Document:
# # # # #

The event concluded without a single transport [link added for context], a rarity in recent FMOTQ history, and without any reports of sexual assault.
...
This year’s planning committee placed emphasis on Title IX issues because of the University’s new affirmative consent policy, which stems from the recently passed California Senate Bill 967. SB-967 threatens to withhold federal funding from California colleges and universities that do not have adequate sexual misconduct policies, including an affirmative consent standard.
...
Jordyn Irwin ’16, a Peer Health Educator (PHE) in Rinconada House, attended FMOTQ with one eye on how students, particularly freshmen, were handling affirmative consent. She said she did not hear of any problems regarding sexual misconduct that night, nor did she witness much conduct at all.

“It seemed like not as many people were kissing as I remembered it being like my freshman year, and I was thinking about how that very well could be a product of all of the talk about affirmative consent,” she said. “I think mostly because when it becomes on people’s radars, they start to realize how awkward it seems to kiss a total stranger.”

Freshmen, with only secondhand accounts of past events to compare this year to, still noticed fewer people kissing than was hyped. Harry Elliott ’18 attended his first Full Moon this year and was surprised by the relatively low level of kissing, a tradition that goes hand in hand with the annual event.

# # # # #

The tasks:
1 - Return the part of the FMOTQ article that opens with the words containing "This year’s planning" and closes with "conduct at all.".
2 - Decide whether each statement agrees with the FMOTQ article. Answer yes or no, and quote the article's deciding words. (a) The event ended with no transports. (b) Jordyn Irwin heard of several problems with sexual misconduct that night. (c) Harry Elliott attended Full Moon for the first time this year.
3 - Extend the FMOTQ article beyond its final sentence.
The items that come next aren't needed.

Recorded data:

# # # # #

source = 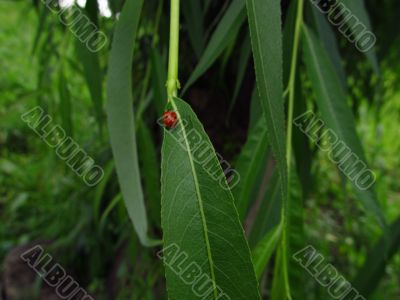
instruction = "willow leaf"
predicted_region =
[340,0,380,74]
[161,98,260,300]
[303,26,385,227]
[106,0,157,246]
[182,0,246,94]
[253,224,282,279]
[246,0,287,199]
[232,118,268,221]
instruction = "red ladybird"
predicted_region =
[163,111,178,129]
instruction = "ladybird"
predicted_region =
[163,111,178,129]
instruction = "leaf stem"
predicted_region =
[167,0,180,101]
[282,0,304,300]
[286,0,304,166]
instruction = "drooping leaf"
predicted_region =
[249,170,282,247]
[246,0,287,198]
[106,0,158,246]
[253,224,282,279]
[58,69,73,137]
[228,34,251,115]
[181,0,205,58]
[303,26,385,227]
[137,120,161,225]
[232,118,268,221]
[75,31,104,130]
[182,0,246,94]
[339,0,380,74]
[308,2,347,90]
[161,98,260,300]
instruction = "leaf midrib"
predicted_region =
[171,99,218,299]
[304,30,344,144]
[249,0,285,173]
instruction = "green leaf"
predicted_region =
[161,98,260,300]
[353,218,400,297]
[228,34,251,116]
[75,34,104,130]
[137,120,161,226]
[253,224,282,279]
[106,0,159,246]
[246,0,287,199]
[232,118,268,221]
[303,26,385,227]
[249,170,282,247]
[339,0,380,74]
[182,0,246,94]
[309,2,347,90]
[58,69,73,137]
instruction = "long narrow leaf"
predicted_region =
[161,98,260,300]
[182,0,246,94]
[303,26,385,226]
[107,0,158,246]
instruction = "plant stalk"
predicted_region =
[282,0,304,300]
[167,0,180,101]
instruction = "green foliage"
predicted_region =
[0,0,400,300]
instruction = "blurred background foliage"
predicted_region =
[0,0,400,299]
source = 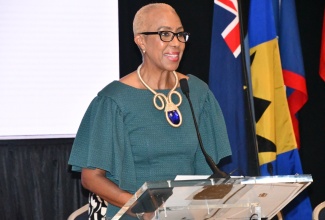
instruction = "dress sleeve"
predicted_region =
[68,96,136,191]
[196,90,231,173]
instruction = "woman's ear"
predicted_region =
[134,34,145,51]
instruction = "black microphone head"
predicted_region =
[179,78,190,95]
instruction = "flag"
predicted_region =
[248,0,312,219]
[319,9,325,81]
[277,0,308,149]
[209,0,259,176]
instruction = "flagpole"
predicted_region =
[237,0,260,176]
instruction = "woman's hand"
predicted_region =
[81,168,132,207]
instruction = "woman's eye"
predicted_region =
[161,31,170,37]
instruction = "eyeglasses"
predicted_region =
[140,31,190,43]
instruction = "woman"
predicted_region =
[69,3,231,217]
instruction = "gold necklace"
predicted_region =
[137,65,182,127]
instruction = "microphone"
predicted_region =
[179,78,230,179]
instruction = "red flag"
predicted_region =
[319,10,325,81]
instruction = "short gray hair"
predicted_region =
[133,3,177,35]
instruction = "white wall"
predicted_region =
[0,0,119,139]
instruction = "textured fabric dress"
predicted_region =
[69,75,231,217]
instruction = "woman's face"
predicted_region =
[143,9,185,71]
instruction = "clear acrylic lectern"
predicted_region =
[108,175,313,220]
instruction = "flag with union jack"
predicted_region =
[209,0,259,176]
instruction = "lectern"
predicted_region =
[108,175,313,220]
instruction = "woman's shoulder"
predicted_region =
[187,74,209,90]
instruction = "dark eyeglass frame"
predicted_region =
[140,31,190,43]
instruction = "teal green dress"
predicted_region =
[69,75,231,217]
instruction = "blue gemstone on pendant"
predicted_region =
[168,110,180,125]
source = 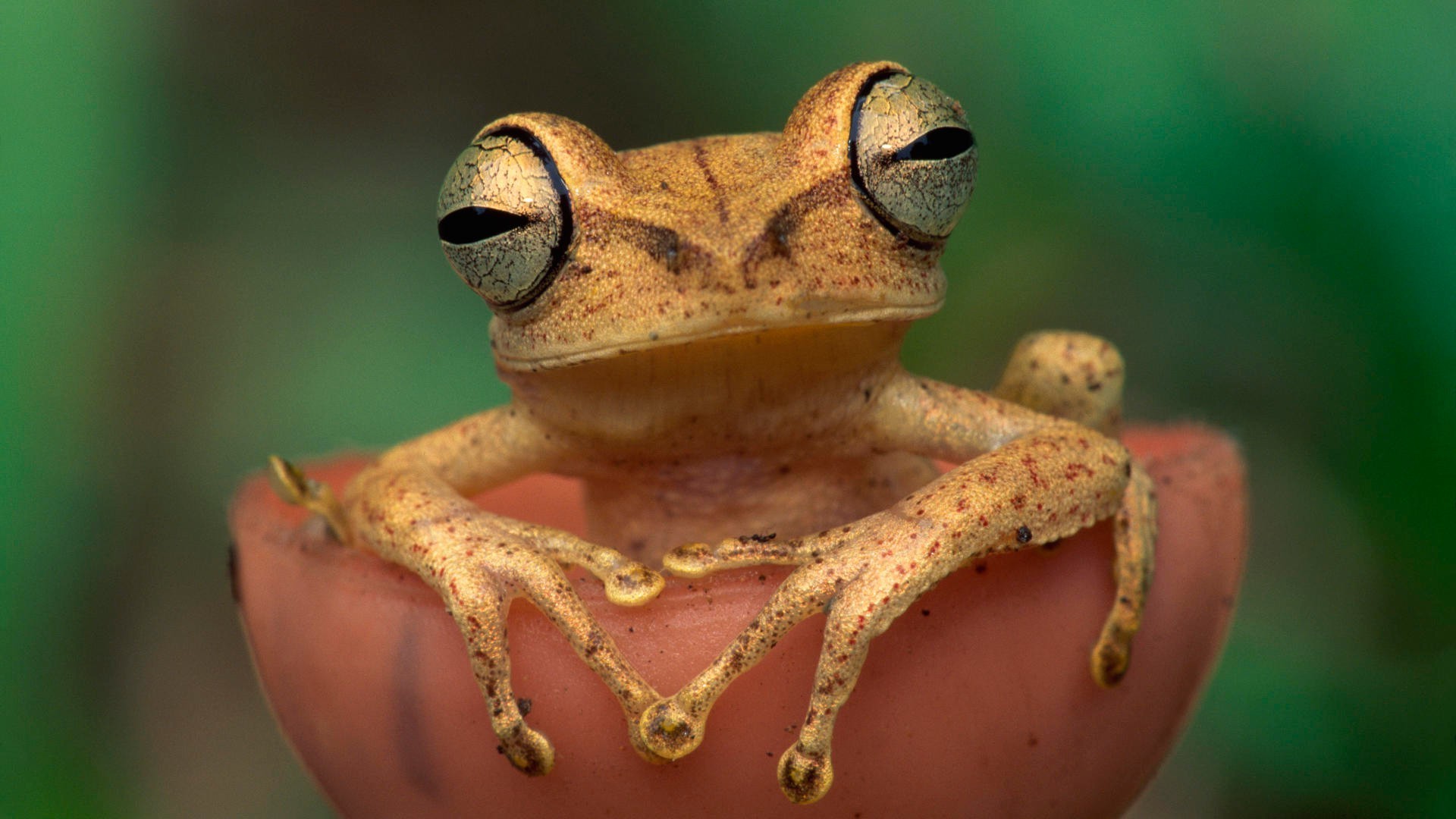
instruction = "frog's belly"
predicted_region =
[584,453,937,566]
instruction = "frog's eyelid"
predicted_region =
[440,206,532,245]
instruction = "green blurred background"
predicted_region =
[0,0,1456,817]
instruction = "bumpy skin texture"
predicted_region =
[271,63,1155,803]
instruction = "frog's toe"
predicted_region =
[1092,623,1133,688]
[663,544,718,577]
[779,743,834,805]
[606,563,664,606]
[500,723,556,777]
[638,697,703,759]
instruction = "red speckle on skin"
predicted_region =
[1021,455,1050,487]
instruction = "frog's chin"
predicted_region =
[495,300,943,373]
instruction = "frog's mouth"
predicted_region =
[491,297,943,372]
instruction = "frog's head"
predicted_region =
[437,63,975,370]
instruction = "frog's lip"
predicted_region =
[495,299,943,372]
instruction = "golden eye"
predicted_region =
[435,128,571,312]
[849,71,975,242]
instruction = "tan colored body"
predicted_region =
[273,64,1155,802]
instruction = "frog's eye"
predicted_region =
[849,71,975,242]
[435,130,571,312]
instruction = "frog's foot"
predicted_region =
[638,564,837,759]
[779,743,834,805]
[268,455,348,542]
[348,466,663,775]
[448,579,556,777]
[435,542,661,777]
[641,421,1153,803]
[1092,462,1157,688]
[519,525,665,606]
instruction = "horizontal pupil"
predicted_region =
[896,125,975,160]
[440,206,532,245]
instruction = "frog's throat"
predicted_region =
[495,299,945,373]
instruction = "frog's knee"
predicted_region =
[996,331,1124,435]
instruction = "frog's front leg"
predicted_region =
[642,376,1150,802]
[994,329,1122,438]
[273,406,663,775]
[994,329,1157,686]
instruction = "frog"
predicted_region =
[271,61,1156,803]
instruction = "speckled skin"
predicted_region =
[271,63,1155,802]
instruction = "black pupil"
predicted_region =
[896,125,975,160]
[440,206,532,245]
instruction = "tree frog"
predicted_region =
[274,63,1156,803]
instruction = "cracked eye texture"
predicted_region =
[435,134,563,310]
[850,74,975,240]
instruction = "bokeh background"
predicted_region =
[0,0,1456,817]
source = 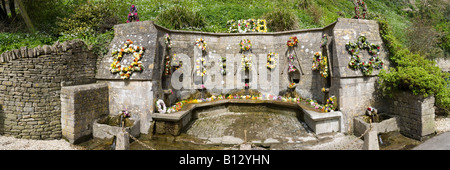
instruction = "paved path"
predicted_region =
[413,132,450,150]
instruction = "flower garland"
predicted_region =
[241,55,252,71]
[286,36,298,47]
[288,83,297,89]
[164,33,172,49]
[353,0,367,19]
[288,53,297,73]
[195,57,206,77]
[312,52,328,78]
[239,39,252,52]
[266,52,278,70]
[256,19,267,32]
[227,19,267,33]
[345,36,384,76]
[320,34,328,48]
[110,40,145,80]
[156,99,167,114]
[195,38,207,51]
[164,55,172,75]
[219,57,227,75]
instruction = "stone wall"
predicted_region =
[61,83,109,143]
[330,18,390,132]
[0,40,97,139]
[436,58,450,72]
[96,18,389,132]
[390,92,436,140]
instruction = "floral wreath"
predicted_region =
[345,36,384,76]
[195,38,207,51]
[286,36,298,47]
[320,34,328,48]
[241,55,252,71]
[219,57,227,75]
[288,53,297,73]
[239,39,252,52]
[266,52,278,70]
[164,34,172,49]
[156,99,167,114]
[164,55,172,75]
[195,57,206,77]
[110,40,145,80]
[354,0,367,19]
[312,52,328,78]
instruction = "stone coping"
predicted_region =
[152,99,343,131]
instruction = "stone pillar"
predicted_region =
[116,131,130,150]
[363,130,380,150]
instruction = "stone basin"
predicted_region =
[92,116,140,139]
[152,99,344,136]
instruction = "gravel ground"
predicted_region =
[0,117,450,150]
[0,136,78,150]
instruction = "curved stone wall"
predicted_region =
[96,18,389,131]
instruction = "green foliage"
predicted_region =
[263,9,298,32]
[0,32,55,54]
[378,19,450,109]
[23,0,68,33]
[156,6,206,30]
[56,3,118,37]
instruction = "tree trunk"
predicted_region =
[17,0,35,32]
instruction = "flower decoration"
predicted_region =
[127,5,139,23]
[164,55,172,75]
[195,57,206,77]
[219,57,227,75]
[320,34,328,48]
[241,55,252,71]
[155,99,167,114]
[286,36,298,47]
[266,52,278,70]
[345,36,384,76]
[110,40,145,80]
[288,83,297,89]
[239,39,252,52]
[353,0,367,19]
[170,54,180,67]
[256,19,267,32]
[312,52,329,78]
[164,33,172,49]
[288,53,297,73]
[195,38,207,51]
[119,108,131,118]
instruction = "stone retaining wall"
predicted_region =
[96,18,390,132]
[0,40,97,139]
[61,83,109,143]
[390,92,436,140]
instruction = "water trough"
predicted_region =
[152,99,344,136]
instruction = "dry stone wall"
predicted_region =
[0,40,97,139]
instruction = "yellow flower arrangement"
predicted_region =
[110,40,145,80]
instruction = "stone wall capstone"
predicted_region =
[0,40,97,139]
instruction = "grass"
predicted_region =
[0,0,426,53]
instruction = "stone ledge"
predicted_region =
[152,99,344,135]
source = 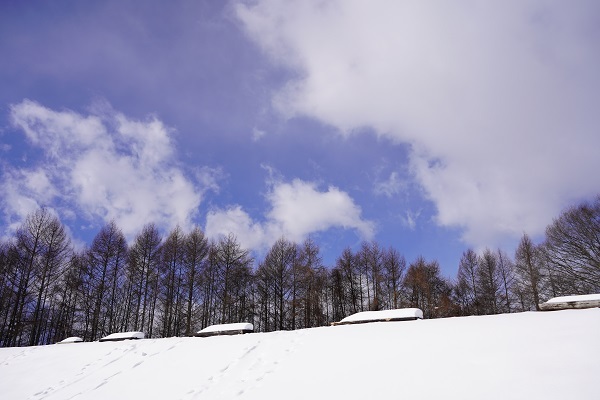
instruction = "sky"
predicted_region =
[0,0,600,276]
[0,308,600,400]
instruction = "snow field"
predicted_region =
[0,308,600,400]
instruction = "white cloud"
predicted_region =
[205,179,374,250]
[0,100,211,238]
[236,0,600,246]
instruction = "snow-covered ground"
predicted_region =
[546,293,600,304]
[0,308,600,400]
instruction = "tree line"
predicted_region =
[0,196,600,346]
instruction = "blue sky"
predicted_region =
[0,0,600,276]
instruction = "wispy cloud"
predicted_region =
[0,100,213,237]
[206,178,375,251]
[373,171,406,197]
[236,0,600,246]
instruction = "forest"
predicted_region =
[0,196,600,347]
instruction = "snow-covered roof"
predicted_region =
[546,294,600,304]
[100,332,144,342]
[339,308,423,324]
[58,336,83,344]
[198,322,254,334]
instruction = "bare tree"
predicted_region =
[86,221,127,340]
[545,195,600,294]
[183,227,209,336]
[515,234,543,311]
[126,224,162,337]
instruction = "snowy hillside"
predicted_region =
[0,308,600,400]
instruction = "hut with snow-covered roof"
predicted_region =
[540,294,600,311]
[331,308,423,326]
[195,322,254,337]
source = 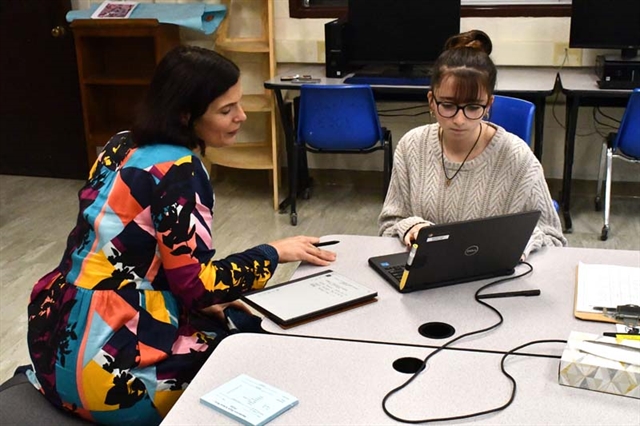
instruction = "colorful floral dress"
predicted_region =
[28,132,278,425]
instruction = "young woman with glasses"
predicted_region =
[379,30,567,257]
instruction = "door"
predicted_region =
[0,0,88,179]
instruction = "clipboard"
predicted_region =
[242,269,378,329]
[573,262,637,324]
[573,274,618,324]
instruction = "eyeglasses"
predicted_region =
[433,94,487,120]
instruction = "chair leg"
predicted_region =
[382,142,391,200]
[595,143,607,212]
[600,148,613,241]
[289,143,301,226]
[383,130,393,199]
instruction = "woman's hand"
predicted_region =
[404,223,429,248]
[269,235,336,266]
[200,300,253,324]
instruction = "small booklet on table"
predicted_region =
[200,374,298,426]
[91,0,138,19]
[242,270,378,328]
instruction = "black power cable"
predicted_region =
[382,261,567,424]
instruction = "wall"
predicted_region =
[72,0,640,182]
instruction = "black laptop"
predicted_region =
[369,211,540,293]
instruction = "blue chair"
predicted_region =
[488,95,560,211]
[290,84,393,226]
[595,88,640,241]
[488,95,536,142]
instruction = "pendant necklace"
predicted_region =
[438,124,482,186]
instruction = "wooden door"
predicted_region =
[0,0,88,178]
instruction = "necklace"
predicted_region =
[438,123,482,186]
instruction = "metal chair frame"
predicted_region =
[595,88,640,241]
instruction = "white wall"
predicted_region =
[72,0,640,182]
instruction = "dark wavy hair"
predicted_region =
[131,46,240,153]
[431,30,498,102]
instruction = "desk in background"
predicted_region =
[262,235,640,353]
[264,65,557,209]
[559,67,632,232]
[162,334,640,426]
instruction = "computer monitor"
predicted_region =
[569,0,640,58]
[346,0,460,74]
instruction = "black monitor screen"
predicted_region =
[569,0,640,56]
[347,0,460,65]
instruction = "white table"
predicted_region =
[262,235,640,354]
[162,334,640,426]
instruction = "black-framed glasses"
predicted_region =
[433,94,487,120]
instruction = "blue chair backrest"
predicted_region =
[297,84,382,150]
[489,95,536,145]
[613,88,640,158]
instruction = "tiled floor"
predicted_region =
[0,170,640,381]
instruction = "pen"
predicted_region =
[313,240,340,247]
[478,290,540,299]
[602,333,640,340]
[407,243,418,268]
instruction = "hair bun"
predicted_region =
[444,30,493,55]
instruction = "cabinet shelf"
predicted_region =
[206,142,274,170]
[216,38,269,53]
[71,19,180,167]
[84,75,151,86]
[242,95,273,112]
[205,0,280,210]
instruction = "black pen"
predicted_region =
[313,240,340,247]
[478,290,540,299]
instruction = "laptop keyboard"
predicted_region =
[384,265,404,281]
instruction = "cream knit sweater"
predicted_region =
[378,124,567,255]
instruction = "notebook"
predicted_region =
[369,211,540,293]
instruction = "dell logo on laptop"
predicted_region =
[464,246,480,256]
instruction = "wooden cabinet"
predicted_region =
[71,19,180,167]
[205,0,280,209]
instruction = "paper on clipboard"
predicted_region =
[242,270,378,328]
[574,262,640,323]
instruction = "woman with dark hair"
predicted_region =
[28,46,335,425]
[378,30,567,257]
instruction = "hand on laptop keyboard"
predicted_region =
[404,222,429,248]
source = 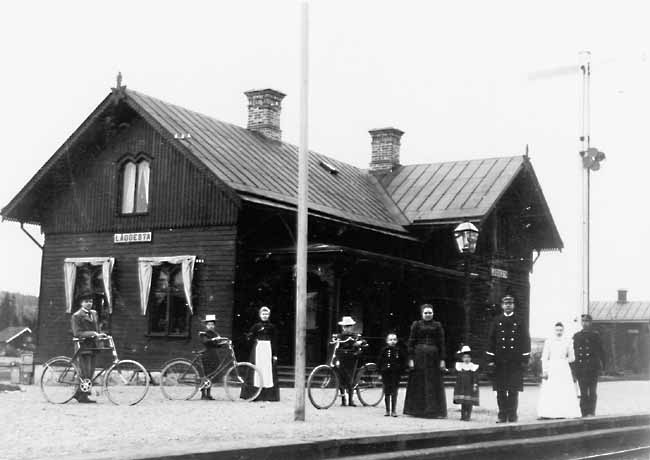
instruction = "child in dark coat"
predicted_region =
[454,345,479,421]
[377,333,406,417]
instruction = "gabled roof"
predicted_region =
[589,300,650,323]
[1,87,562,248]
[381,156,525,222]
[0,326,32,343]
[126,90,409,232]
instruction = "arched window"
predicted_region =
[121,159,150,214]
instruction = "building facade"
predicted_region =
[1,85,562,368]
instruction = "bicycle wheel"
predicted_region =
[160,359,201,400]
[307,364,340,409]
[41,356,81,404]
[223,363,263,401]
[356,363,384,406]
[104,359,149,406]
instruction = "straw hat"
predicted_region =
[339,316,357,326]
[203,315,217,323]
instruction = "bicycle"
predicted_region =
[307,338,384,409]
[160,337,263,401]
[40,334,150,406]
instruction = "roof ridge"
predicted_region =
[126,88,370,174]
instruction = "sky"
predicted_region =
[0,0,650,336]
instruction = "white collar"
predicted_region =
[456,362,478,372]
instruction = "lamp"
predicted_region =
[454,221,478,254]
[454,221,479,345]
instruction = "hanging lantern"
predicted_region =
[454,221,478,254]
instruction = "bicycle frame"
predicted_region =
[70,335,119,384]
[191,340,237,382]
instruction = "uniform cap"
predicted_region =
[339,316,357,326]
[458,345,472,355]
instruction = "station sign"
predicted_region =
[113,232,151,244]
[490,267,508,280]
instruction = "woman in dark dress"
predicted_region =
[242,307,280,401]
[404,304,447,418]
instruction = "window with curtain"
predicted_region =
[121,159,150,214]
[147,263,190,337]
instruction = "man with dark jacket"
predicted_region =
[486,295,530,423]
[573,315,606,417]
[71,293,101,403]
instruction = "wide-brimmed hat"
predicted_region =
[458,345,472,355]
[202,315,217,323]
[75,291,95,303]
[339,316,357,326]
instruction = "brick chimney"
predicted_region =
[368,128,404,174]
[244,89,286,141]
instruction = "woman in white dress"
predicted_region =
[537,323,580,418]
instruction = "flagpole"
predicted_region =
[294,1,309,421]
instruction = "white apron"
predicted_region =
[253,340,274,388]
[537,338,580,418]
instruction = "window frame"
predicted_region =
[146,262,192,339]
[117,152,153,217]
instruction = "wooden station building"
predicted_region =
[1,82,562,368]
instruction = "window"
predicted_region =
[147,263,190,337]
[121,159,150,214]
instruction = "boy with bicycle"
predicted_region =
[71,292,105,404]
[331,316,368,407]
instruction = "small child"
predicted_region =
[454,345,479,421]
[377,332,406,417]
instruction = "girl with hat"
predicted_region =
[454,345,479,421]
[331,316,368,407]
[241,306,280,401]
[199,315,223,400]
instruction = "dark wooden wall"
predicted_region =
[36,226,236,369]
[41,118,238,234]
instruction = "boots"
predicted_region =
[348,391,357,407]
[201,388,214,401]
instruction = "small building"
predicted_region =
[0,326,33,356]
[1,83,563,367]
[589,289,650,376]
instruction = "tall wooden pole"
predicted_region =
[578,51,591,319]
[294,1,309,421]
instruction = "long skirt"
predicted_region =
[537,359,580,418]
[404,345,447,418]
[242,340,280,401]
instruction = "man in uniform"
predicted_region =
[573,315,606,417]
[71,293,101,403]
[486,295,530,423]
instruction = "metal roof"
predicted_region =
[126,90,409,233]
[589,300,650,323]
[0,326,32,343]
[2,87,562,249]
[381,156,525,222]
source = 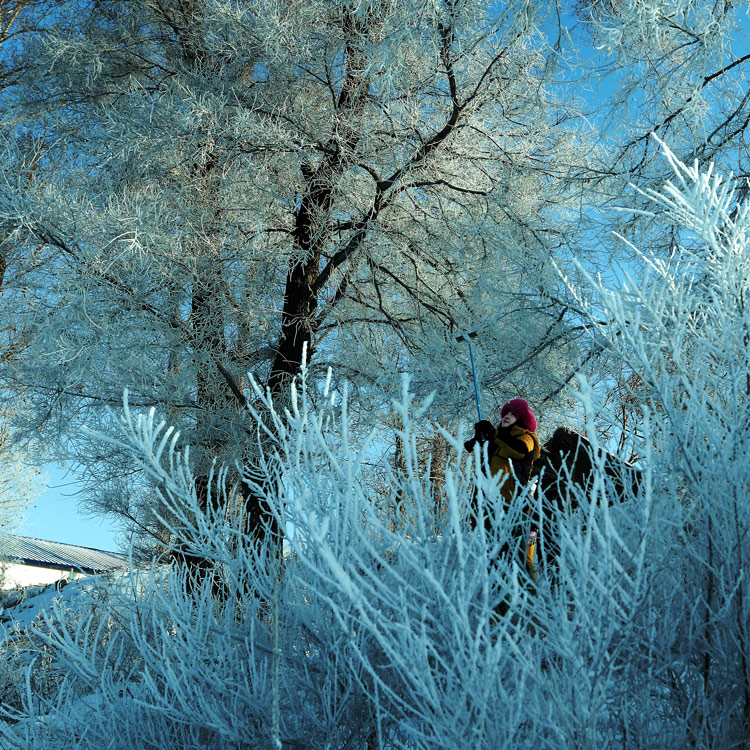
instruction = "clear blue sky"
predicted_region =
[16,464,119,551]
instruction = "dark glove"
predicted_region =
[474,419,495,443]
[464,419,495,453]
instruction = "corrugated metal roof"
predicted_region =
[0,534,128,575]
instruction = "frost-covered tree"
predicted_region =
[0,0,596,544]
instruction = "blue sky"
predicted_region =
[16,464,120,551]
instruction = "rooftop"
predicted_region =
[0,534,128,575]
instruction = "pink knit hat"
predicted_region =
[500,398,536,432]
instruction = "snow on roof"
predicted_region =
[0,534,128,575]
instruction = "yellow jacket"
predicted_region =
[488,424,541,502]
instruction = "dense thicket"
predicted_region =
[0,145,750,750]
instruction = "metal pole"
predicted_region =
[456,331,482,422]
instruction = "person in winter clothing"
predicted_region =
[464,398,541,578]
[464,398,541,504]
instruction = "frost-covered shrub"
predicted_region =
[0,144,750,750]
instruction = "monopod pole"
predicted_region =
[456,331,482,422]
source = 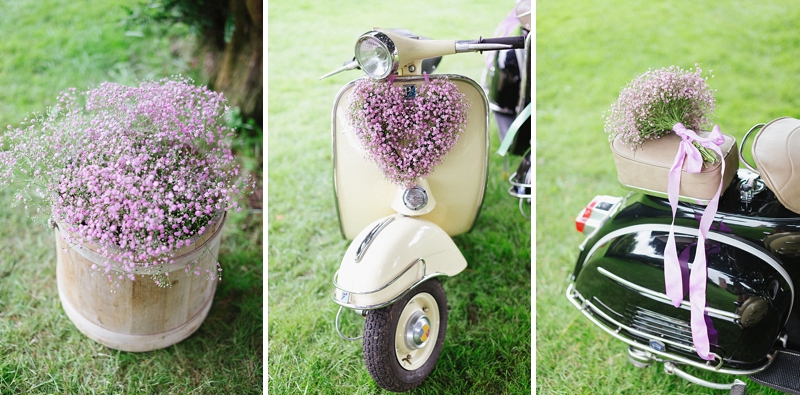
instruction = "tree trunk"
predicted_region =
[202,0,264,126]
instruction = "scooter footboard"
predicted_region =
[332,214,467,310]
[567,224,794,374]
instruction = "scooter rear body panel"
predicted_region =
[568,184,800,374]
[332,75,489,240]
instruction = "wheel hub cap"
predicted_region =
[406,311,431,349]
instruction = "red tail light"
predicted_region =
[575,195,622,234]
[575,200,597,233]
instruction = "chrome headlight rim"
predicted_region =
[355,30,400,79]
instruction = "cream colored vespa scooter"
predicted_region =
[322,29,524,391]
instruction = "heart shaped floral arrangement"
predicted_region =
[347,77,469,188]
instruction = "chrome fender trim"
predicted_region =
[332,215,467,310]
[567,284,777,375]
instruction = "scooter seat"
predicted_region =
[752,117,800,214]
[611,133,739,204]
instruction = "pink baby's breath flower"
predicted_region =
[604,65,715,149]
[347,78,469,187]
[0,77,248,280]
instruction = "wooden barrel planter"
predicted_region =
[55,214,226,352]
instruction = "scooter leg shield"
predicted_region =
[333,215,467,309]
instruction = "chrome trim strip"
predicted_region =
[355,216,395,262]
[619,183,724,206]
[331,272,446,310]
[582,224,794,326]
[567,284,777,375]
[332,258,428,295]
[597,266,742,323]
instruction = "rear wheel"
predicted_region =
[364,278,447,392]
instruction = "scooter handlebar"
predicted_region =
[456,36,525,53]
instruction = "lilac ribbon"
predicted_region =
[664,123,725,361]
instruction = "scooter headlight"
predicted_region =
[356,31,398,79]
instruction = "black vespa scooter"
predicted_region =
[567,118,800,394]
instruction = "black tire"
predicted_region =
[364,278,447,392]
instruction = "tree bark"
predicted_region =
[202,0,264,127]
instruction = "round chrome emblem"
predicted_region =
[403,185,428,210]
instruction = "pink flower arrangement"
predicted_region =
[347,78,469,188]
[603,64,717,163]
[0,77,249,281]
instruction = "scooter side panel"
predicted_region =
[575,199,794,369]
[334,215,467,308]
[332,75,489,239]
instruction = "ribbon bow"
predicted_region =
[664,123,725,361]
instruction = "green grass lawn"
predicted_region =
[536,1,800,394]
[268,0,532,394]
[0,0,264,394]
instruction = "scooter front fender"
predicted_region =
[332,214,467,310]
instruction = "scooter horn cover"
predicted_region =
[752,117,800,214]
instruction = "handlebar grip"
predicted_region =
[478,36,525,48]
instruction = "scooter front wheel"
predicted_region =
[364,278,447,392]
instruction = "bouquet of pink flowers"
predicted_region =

# # # # #

Answers for the exercise:
1 -
This year’s planning committee placed emphasis on Title IX issues because of the University’s new affirmative consent policy, which stems from the recently passed California Senate Bill 967. SB-967 threatens to withhold federal funding from California colleges and universities that do not have adequate sexual misconduct policies, including an affirmative consent standard.
...
Jordyn Irwin ’16, a Peer Health Educator (PHE) in Rinconada House, attended FMOTQ with one eye on how students, particularly freshmen, were handling affirmative consent. She said she did not hear of any problems regarding sexual misconduct that night, nor did she witness much conduct at all.

2 -
(a) Yes: "The event concluded without a single transport"
(b) No: "She said she did not hear of any problems regarding sexual misconduct that night"
(c) Yes: "Harry Elliott ’18 attended his first Full Moon this year"

3 -
“I was expecting a glorified makeout session, essentially just people wildly kissing each other,” he said. “No more than half of the people there were seriously engaged in making out.”

In year’s past, a countdown to midnight more or less commenced the kissing, while this year’s event, running only from 10:45 p.m. to 12:15 a.m., omitted the countdown and began and ended earlier, limiting the window for kissing but also, as Irwin noticed, for pre-gaming.
...
“The fact that nobody got transported this year is just sheer luck,” Kannappan said. “There’s not much we can do in terms of planning the event to stop people from pre-gaming. I do think something that helped this year was making the event time run shorter than it has in the past.”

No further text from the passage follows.